## Extract

On Sun, May 24, 2015 at 12:59 AM, Jim Vassilakos <jim.vassilakos@gmail.com> wrote:
To all the prospective writers out there, take heed: thinking that the reader understands your prose (or should understand it) as well as you is a common rookie-mistake. One might call it the "mistaken assumption of there being a telepathic reader"

This sounds very like something I remember from Stephen King's non-fiction book "On Writing." To paraphase from memory:

King describes writing as a form of practical telepathy. A writer's job is only done well if he succeeds in transmitting to his reader the same scene that he envisions, in all it's essential features. If he's describing a rabbit in a wire cage on a table and the reader sees a rabbit in a wire cage on a table, then the writer has succeeded. But if the fact that the color of the tablecloth is green is an essential feature of the scene, then the writer needs to make sure the reader "sees" that color as well.

## Instruction 1
Reproduce word for word the stretch of the passage on writing from "This sounds very" through "color as well.".
The passage on writing and the rows that follow it have nothing to do with each other.

## Exercise data
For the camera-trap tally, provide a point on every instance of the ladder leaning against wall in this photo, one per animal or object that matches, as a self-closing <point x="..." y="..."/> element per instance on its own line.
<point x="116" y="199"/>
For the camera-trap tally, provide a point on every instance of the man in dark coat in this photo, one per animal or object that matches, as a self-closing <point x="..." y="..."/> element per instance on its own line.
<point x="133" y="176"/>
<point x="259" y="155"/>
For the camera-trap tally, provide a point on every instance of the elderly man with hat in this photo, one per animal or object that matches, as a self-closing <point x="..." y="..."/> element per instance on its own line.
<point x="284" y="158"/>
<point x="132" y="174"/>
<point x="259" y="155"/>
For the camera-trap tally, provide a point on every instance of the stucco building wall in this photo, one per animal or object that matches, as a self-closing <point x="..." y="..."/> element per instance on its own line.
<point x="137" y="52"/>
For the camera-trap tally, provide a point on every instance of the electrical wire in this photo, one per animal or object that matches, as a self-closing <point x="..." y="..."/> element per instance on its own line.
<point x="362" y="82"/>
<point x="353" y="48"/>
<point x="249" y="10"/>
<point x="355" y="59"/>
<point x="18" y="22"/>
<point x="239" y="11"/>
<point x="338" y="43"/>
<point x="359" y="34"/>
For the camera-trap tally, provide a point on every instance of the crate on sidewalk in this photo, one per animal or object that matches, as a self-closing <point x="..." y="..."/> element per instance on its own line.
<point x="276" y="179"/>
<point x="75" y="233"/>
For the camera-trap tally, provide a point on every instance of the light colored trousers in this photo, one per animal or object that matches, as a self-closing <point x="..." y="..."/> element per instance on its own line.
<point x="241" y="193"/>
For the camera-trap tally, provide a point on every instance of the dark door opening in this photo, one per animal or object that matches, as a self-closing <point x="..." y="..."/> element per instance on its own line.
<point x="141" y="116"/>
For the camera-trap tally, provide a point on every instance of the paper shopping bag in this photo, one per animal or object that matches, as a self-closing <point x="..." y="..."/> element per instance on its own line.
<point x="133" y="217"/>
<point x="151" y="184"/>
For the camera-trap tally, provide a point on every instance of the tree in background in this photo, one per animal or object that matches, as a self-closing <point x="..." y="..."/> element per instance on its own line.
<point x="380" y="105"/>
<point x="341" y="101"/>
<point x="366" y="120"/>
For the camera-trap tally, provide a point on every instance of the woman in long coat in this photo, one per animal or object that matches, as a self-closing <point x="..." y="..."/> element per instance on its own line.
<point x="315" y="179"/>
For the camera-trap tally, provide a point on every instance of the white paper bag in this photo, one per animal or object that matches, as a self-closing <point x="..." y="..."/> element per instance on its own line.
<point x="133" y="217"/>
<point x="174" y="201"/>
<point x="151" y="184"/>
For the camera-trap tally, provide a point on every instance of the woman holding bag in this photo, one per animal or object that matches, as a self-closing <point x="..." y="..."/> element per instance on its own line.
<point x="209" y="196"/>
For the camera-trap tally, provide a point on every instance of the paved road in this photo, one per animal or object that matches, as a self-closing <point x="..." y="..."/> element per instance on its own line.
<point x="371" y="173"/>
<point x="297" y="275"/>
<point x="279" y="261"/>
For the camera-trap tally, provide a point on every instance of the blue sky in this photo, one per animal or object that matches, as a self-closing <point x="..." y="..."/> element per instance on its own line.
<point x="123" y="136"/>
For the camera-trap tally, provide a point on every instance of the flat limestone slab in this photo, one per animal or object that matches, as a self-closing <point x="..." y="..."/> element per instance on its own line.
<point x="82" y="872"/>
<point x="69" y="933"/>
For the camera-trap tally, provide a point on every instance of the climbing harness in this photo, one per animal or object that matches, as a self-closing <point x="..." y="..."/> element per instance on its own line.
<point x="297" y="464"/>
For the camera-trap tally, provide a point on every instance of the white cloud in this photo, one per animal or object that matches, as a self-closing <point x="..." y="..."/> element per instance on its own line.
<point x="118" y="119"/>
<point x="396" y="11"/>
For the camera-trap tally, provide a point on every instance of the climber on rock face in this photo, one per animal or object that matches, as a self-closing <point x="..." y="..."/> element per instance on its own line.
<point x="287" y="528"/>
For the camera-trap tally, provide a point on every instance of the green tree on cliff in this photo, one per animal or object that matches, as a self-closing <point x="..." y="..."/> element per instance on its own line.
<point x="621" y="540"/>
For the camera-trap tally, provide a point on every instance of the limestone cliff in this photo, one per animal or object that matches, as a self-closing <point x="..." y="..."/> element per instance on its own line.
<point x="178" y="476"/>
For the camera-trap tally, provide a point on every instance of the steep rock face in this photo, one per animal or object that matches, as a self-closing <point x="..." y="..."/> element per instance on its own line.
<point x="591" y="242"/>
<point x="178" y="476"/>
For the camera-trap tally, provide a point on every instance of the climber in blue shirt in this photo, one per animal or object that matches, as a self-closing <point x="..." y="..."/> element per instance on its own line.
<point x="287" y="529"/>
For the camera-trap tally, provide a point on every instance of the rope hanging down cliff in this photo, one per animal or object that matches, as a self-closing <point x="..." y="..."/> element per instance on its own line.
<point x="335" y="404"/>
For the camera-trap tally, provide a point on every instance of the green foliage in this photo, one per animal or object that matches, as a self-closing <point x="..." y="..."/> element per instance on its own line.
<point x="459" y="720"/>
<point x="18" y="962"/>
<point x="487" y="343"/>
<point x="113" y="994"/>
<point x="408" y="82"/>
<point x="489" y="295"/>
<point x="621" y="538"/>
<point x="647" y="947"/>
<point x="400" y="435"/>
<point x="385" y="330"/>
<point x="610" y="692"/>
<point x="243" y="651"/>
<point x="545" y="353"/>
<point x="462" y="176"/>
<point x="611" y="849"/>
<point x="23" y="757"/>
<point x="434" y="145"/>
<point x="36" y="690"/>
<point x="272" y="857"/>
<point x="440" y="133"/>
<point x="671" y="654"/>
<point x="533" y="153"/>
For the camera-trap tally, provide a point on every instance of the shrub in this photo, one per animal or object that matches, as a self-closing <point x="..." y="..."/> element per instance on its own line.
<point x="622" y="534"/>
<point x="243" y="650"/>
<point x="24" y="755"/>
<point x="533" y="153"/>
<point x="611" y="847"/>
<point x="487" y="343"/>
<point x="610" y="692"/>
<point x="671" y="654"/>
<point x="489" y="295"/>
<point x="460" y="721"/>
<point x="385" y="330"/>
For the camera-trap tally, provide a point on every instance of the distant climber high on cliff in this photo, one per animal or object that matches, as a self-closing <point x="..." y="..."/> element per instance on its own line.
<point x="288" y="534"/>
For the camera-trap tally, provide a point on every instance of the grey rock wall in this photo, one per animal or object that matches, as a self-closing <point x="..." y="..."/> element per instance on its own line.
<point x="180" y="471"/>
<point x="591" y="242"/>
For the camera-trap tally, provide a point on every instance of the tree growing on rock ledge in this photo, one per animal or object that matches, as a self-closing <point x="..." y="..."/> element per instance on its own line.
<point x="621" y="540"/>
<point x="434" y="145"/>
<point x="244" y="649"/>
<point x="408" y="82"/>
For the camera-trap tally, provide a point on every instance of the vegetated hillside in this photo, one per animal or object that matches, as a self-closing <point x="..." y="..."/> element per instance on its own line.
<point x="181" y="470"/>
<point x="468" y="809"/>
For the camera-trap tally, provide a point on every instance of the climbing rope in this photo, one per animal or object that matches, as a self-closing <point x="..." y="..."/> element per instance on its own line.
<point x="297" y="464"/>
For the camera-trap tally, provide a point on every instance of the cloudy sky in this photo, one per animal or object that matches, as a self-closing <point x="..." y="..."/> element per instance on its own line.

## Instruction 2
Gather every line of the rows above that contains the word "woman".

## Correct response 1
This sounds very like something I remember from Stephen King's non-fiction book "On Writing." To paraphase from memory:

King describes writing as a form of practical telepathy. A writer's job is only done well if he succeeds in transmitting to his reader the same scene that he envisions, in all it's essential features. If he's describing a rabbit in a wire cage on a table and the reader sees a rabbit in a wire cage on a table, then the writer has succeeded. But if the fact that the color of the tablecloth is green is an essential feature of the scene, then the writer needs to make sure the reader "sees" that color as well.

## Correct response 2
For the camera-trap tally, provide a point on every instance of the woman in long coat in this photo, one per animal or object that matches, as a self-closing <point x="..." y="..."/> element per instance on its own line.
For the camera-trap tally, provide a point on every instance of the woman holding bag in this photo, one per animal or object that matches, as a self-closing <point x="..." y="..."/> element per instance on its own line.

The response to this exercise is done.